▶ **Work to be completed**:
The lines from the one with "Every instance of the cabinet" through the last line below are to be copied exactly; no other lines are to be returned.

▶ **Extracted entries**:
==========

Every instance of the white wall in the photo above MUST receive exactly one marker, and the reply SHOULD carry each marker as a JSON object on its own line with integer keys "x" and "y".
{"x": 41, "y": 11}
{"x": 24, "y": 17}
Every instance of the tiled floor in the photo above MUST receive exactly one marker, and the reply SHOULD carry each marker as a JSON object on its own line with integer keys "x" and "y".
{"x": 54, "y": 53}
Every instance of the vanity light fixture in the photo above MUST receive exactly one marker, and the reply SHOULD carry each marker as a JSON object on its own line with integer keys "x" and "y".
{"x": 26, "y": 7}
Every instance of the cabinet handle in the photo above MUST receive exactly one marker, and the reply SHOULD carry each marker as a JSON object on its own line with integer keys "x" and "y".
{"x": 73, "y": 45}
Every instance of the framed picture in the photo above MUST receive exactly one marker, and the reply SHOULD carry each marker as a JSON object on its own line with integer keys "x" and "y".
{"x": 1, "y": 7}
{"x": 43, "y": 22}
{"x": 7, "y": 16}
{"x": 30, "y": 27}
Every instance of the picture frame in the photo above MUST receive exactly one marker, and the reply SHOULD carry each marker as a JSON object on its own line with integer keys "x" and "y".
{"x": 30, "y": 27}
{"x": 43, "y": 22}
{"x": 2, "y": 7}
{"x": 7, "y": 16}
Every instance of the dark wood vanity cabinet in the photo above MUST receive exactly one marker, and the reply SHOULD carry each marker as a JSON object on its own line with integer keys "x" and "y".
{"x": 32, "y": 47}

==========

▶ **Worked solution**:
Every instance of the cabinet handle in the photo above MUST receive exactly one marker, and the reply SHOULD carry each marker as a JSON object on its own line with integer keys "x" and "y".
{"x": 73, "y": 45}
Every instance of the framed picture in the photo above MUST receive exactly one marker, and the reply SHOULD carry each marker as a JSON object on its own line with integer keys "x" and "y".
{"x": 1, "y": 7}
{"x": 43, "y": 22}
{"x": 7, "y": 16}
{"x": 30, "y": 27}
Every instance of the picture frame in the photo above MUST receive exactly one marker, and the reply SHOULD carry each marker as a JSON object on its own line with integer keys "x" and "y".
{"x": 30, "y": 27}
{"x": 43, "y": 22}
{"x": 2, "y": 7}
{"x": 7, "y": 16}
Every instance of the dark wood vanity cabinet in the photo above MUST receive exactly one marker, and the reply SHOULD carry each marker as a JSON object on its own line with integer keys "x" and "y".
{"x": 32, "y": 47}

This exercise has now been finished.